» To do: Please show each line of the records below that contains the word "gable", copying every such line in full.

* start Rows *

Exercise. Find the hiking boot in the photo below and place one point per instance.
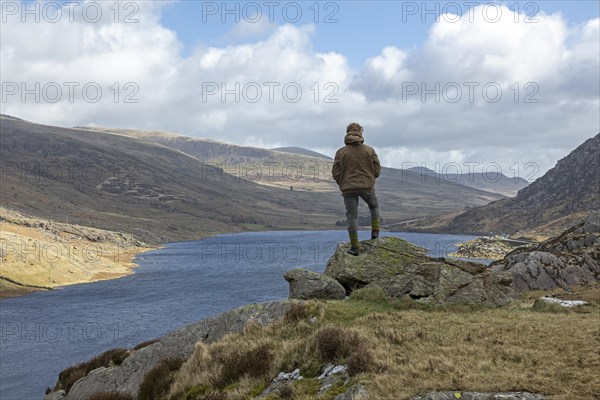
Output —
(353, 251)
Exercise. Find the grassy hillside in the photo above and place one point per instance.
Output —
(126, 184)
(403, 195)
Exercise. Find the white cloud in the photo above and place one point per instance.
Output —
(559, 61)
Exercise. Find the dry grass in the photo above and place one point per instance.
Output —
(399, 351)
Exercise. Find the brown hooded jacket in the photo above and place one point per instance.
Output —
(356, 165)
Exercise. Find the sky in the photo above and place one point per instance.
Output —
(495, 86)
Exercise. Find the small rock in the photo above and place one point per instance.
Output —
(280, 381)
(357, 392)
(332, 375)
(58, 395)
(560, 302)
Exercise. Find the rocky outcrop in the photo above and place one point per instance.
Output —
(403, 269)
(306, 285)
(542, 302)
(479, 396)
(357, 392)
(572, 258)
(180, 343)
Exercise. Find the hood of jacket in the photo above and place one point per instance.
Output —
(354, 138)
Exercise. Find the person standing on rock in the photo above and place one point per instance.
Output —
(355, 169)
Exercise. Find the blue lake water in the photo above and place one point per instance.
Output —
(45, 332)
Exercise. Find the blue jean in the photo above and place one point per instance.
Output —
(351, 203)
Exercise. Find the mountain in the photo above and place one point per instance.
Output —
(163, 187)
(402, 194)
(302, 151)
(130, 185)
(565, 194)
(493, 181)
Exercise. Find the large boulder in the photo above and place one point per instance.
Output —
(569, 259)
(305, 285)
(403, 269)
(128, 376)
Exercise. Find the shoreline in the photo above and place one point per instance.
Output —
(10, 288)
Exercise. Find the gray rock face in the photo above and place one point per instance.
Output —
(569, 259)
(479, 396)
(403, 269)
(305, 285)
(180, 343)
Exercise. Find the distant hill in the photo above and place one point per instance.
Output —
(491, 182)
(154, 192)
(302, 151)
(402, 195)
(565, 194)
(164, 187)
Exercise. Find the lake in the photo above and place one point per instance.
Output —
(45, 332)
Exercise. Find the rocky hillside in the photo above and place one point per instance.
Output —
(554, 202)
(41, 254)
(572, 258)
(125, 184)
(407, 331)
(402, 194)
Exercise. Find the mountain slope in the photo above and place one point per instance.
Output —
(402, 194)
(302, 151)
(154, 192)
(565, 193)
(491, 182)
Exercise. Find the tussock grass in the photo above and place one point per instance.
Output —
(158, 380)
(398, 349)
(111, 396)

* end Rows *
* start Rows *

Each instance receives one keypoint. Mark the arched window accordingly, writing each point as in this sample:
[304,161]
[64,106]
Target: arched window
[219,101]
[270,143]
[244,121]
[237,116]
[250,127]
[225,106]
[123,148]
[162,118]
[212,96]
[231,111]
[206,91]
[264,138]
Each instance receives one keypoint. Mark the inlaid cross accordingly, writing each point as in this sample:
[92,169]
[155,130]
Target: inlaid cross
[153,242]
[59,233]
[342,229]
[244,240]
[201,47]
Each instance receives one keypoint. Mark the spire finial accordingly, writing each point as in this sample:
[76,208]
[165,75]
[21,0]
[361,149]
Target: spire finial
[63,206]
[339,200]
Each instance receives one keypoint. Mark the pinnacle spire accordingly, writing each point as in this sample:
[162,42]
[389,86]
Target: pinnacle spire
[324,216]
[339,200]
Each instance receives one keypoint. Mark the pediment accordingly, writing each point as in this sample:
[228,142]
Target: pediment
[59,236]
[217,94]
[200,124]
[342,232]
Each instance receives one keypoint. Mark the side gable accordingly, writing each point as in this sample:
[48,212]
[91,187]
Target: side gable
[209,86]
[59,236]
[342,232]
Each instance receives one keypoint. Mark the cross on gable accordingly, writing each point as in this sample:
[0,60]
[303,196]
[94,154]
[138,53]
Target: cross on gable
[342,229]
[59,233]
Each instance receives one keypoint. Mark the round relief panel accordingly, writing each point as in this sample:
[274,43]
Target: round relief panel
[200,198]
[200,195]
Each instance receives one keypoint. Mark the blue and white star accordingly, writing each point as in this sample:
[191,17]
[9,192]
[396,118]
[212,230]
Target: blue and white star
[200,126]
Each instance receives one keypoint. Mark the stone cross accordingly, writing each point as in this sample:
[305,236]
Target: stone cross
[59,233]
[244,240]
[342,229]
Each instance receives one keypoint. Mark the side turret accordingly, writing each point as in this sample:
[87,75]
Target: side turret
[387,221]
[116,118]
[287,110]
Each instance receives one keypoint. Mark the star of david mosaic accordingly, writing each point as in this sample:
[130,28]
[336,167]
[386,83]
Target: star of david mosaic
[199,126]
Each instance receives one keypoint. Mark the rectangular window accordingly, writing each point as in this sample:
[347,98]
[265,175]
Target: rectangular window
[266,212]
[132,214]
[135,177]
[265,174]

* end Rows *

» Written response:
Each instance receives one keypoint. Mark the side gable accordingly, writing each point as in this sample:
Target: side gable
Each instance receives one keypoint. Mark the cross on gable accordingly, writing each point as in this sample:
Target: cross on gable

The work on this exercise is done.